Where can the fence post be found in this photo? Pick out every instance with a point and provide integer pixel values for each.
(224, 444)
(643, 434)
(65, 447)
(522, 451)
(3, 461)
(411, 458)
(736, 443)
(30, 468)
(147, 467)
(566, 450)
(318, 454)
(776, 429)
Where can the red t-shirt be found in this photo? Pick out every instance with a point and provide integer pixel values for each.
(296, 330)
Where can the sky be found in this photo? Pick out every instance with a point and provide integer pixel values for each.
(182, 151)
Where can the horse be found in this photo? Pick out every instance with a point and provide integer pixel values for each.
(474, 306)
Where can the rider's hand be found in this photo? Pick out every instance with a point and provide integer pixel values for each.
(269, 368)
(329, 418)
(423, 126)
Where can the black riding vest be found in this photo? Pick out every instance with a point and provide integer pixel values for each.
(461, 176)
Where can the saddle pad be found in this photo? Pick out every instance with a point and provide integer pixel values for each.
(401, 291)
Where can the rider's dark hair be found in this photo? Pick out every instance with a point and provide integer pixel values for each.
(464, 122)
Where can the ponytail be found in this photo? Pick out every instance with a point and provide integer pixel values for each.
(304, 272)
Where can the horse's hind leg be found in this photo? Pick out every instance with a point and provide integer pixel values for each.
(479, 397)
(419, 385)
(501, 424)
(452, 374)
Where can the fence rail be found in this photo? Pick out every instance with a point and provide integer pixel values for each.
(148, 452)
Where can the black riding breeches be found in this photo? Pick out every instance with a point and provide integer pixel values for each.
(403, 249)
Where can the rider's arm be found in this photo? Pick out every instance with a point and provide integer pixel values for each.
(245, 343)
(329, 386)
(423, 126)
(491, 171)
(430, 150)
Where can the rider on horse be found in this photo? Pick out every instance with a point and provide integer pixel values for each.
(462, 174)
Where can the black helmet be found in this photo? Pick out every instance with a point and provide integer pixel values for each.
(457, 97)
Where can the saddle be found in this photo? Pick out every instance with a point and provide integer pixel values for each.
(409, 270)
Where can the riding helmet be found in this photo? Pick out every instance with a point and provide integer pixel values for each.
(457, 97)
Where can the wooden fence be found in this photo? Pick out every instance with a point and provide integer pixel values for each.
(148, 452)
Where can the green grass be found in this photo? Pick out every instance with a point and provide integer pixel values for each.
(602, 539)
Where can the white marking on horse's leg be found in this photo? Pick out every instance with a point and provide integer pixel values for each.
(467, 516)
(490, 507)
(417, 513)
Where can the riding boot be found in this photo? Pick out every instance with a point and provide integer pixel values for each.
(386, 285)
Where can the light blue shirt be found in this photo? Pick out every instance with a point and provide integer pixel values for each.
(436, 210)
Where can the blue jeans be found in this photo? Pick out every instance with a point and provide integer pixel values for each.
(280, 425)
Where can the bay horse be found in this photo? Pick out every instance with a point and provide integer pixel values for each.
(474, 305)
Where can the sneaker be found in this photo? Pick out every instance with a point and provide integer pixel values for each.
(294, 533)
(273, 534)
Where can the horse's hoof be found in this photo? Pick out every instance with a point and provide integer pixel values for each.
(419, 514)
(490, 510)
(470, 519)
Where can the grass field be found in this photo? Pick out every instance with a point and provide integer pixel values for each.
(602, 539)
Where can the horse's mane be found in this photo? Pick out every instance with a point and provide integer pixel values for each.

* * * *

• _GIVEN INSTRUCTION_: Quote the data in full, keeping each word unchanged.

• _RESPONSE BELOW_:
Where can the fence post be found in this photo? Pick out every instance with a point and provide integer pixel values for each.
(224, 444)
(643, 434)
(65, 447)
(522, 451)
(3, 461)
(411, 458)
(736, 443)
(30, 468)
(147, 467)
(566, 450)
(318, 454)
(776, 429)
Where can the red t-shirt be found in this photo? Pick out every instance with a point and provide integer pixel values for each.
(296, 330)
Where can the sky be found in this photo? Pick out every instance with a point and provide integer pixel values for each.
(182, 151)
Where can the horse be found in this photo? Pick out every instance with a point and provide integer pixel values for each.
(474, 306)
Where can the rider's hand be found in this photo? Pick out every instance with a point and provide integer pixel values for each.
(269, 368)
(329, 418)
(423, 126)
Where can the black riding vest be found in this photo? Pick out every instance with a point and provide integer pixel values for each.
(461, 176)
Where can the saddle pad be found in this photo? Pick out every instance with a point and provide integer pixel values for each.
(401, 291)
Where can the rider's dark hair be found in this photo? Pick out every instance with a point and provide integer pixel values for each.
(464, 122)
Where can the ponytail be found in this photo? Pick out every instance with a point and provide integer pixel values for each.
(304, 272)
Where can the horse's hind leg be found in this photo? Pick out every instance with a point and provide integer pixel values for each.
(479, 397)
(419, 385)
(501, 424)
(452, 374)
Where can the fence rail be found in this photo? Pick out every instance with a point and provide integer pixel values for each.
(148, 452)
Where can the black riding breeches be found in this photo? Pick out every instance with a point and provide integer pixel values for each.
(403, 249)
Where can the rider's arm be found in this photo? Pick out every instance with a point and provide integer pixel values for each.
(245, 343)
(329, 386)
(423, 126)
(491, 171)
(430, 150)
Where can the rider on horse be found in this photo? Pick out every instance with a point and provide integer pixel values for each.
(462, 174)
Where can the black helmet be found in this photo? Pick out every instance with a point and provide integer pixel values for each.
(457, 97)
Where can the saddle be found in this photo? Pick out every instance with a point and provide integer pixel values for each.
(409, 270)
Where can the riding helmet be found in this photo? Pick out every instance with a point and provide integer pixel values for each.
(457, 97)
Where can the wooden fence be found in this photo? Pick out every instance with a point and provide integer pixel values for each.
(148, 452)
Where can the green grass be found in this photo? Pick out every instance with a point and provide integer pixel values for each.
(602, 539)
Where can the white marking on horse's leg be found in this photo? Pick out every instance with a point and provide integer pixel values for each.
(467, 516)
(490, 507)
(417, 513)
Where can the riding boot be found in this photo? Pick out every instance with a point and provide integer pixel values for each.
(386, 285)
Where can the light blue shirt be found in this photo? Pick out every instance with a point and provide integer pixel values for each.
(436, 210)
Where can the blue jeans be found in this photo? Pick out every instance with a point and provide integer pixel values for each.
(280, 425)
Where can the bay horse be found in this photo? Pick out every instance with a point and provide integer pixel values for each.
(474, 305)
Where can the sneaker be found in this photo? Pick out every instance with a point and provide integer pixel values for each.
(294, 533)
(273, 534)
Where can the horse's hoof be found in this photo? Pick out every instance with a point and provide integer pixel values for each.
(419, 514)
(490, 510)
(470, 519)
Where can the grass field be found in this photo? Pick out every instance with a point and provide integer pixel values for each.
(602, 539)
Where can the horse's mane be found in this photo? Pick out every instance with a point and provide integer pixel values for each.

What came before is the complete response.